While conducting research for the Delaware Art Museum exhibition, Fraleigh came across several first-edition feminist texts from the 18th and 19th centuries with unique marbled endpapers and some with unexpected provenances. She points to one book in particular as a source of inspiration: a copy of the “A Vindication of the Rights of Woman" by Mary Wollstonecraft, which featured a gift inscription to "Mrs Horace Brock with Dr Henry Biddle's respects and best wishes, January 1915". Mrs. Brock, was the President of the Pennsylvania Association Opposed to Woman Suffrage and Dr. Henry Biddle was a known suffrage supporter.
Fraleigh states, “I love that this gorgeous marbled cover, from a male suffrage supporter to a female anti- suffragist, came to represent something uniquely different to both of them, and that something so benign as a marbled cover could come to be a stand in for a revolutionary subversive text."

__Collected material__:
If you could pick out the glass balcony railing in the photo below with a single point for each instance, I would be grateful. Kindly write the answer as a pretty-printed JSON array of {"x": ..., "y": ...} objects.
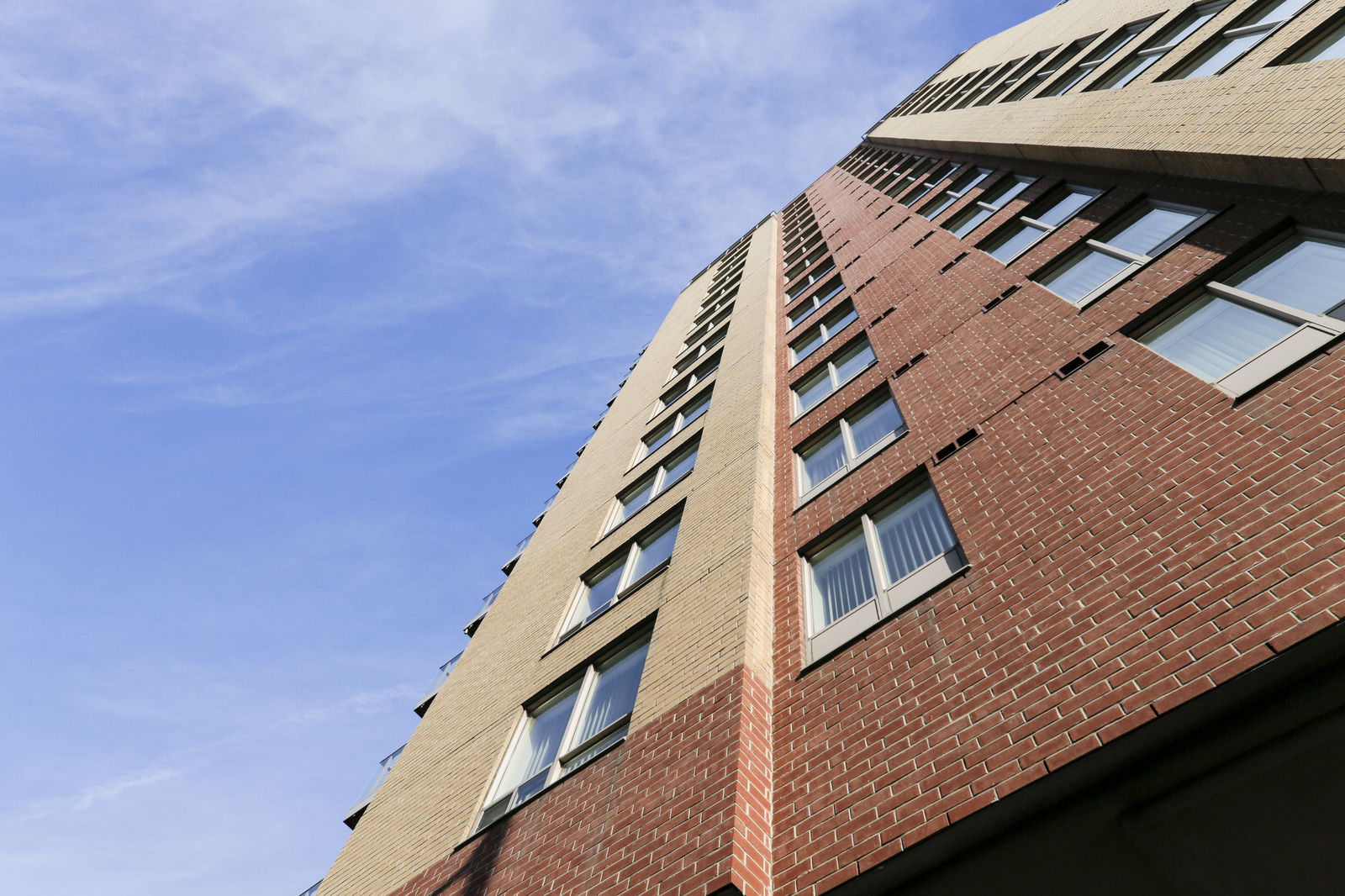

__Written task__:
According to the passage on Fraleigh's research, what position did Mrs. Brock hold? Rely solely on the text, not on the material.

__Exercise response__:
She was the President of the Pennsylvania Association Opposed to Woman Suffrage.